Looking back at the week's top stories - as reported by HSJ and its predecessor titles

Published: 22/07/2004, Volume II4, No. 5915 Page

From the Poor Law Officers' Journal , 22 July 1904

Sir William Hart Dyke asked the President of the Local Government Board whether he was aware that the sale of vegetable or fruit to be eaten uncooked had been prohibited in France when they were grown upon sewage farms; whether the attention of any of the Board's Inspectors had been called to the importation of such fruit and vegetables from France and if he would consider the advisability of taking steps to afford some greater security to the English consumer who might purchase them.

From the Hospital and Social Service Journal, 23 July 1954

At his organisation's conference, Mr F Courtney Harwood, Director of research at the British Launderers' Research Association, said that for many years medical authorities had been concerned with the prevention of cross infection in hospital wards - particularly in fever hospitals. He explained how the BLRA had collaborated with the Medical Research Institute on experimenting with the oiling of ward floors and of bed jackets, bed clothes, ward hangings and so on to trap bacteria through 'adhesion to the oil'.

• Provided material:
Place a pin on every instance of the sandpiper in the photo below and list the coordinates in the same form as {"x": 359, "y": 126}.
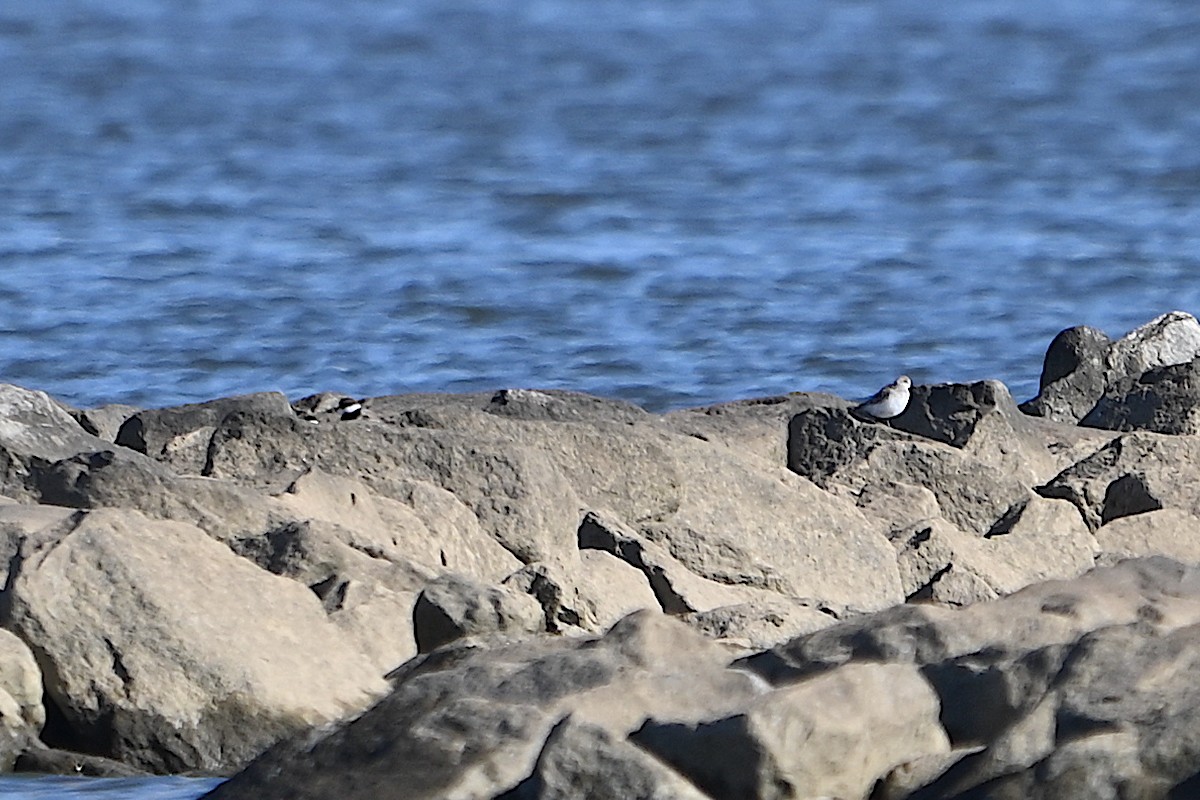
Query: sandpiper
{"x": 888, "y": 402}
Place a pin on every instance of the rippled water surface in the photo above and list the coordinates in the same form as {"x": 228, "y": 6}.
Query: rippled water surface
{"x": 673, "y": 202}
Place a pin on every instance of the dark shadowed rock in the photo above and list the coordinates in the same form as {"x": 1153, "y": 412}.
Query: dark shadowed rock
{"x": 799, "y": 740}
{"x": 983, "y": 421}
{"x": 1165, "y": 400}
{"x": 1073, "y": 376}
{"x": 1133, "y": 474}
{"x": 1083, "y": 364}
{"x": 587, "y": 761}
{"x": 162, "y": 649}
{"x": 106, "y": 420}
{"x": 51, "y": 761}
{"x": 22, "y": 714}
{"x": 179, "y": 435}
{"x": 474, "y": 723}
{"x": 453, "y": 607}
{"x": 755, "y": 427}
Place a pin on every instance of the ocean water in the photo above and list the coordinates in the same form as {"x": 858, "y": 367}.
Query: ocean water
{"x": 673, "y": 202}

...

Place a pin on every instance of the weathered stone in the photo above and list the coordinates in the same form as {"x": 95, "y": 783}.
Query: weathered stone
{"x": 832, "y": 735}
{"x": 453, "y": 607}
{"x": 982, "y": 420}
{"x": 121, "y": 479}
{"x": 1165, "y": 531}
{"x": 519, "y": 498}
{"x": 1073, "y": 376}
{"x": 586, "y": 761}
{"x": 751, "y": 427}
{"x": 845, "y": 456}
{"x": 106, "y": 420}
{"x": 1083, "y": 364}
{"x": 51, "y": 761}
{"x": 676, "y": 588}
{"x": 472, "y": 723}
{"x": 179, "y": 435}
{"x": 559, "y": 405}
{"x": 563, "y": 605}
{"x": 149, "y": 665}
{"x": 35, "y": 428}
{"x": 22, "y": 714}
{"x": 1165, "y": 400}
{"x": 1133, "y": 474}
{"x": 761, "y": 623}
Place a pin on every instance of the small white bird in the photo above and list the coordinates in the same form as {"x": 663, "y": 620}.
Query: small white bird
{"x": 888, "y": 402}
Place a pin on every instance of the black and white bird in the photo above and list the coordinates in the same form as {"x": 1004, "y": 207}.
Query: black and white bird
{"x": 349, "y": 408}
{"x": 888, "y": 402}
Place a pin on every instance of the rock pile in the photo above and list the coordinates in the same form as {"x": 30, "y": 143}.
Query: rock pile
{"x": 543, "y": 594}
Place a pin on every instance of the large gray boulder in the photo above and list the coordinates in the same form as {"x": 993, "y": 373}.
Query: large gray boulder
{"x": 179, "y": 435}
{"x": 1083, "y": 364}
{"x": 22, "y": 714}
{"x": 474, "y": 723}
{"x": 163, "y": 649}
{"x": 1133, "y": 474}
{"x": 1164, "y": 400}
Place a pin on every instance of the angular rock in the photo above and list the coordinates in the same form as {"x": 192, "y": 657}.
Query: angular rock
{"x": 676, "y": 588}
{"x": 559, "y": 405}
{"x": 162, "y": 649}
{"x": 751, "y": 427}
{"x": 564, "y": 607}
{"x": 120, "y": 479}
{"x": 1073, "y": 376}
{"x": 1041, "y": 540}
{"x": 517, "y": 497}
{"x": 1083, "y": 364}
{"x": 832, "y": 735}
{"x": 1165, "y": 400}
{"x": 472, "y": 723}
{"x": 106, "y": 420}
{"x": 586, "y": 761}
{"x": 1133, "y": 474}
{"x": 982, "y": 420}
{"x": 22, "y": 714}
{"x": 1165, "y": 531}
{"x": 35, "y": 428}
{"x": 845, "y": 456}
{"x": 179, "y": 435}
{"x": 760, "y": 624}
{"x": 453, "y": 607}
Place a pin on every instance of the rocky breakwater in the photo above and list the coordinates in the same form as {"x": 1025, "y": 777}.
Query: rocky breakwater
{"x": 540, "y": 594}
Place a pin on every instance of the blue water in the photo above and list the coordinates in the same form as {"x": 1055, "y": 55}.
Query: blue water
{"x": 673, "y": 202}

• Check your understanding:
A) In the journal retrospective, rename "BLRA" to "Launderers' Association" in the passage starting at "At his organisation's" and ending at "to the oil'.", and give that passage again.
B) In the journal retrospective, who asked the President of the Local Government Board about produce grown on sewage farms?

• Responses in order:
A)
At his organisation's conference, Mr F Courtney Harwood, Director of research at the British Launderers' Research Association, said that for many years medical authorities had been concerned with the prevention of cross infection in hospital wards - particularly in fever hospitals. He explained how the Launderers' Association had collaborated with the Medical Research Institute on experimenting with the oiling of ward floors and of bed jackets, bed clothes, ward hangings and so on to trap bacteria through 'adhesion to the oil'.

B) Sir William Hart Dyke